▶ _Work to be completed_: Please turn the lines of the records below, from the line containing "around the digital" through the line containing "136;0;539;127" (both included), into a JSON list of strings with one string per line and blank lines left out. Include only those lines.

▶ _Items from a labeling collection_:

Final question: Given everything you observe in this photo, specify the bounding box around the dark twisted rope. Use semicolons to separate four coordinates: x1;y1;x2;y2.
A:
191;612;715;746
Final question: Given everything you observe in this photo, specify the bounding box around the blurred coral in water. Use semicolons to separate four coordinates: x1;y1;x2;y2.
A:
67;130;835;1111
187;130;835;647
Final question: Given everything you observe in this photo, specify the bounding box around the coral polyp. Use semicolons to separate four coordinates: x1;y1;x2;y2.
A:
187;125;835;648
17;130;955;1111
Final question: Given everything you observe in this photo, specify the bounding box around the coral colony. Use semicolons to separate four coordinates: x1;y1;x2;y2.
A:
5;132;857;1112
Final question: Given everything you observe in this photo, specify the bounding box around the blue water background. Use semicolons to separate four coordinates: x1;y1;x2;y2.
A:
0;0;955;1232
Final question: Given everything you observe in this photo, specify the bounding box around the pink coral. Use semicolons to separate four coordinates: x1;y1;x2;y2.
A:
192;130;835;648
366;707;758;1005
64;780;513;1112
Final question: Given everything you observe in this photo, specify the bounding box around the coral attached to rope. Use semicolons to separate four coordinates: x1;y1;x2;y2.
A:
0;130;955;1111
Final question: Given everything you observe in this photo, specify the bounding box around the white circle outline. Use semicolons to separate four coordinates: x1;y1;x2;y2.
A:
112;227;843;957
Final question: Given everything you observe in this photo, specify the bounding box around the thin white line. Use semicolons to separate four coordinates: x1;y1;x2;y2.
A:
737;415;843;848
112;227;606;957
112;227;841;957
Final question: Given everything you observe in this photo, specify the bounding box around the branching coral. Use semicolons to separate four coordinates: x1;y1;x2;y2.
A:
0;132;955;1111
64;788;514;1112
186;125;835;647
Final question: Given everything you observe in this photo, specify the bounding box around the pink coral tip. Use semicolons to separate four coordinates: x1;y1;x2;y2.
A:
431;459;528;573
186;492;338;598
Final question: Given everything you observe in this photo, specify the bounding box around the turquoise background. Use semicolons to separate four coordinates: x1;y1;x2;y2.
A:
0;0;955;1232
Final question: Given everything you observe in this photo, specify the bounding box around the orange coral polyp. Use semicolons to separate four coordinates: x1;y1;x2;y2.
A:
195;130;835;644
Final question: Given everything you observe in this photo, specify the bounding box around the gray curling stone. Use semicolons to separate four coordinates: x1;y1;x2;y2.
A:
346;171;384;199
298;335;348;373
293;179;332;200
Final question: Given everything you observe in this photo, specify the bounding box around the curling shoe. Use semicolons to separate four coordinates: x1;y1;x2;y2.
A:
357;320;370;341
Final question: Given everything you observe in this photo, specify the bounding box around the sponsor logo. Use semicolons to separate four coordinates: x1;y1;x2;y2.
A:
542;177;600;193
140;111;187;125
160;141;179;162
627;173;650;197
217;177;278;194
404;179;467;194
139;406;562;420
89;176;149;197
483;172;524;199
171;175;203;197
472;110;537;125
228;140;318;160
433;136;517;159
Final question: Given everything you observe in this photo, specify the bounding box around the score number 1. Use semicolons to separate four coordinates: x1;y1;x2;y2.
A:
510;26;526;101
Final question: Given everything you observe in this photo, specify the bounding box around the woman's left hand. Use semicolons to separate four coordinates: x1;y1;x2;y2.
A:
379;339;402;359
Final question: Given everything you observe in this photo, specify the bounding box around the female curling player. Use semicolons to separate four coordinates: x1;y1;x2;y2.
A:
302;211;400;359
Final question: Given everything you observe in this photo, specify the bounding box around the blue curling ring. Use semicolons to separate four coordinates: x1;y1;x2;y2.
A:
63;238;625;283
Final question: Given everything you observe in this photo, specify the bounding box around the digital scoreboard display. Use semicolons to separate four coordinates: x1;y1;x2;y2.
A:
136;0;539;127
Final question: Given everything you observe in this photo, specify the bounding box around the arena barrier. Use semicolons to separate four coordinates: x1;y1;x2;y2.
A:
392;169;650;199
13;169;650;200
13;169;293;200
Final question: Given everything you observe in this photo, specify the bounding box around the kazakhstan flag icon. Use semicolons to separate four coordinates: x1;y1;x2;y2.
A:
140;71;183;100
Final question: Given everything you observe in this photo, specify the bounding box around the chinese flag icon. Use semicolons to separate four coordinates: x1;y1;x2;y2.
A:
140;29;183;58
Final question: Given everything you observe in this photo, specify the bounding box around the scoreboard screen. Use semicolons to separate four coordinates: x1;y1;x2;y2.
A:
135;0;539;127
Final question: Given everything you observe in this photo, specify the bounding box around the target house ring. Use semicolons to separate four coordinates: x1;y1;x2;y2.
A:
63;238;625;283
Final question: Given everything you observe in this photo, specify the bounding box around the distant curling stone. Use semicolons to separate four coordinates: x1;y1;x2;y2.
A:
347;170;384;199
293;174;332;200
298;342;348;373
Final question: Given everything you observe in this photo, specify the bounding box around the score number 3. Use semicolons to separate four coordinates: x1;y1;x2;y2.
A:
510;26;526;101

▶ _Task output_:
[
  "Final question: Given everything you observe in this photo, specify the bounding box around the digital scoreboard display. Use semicolons to separate four coordinates: x1;y1;x2;y2.",
  "A:",
  "136;0;539;127"
]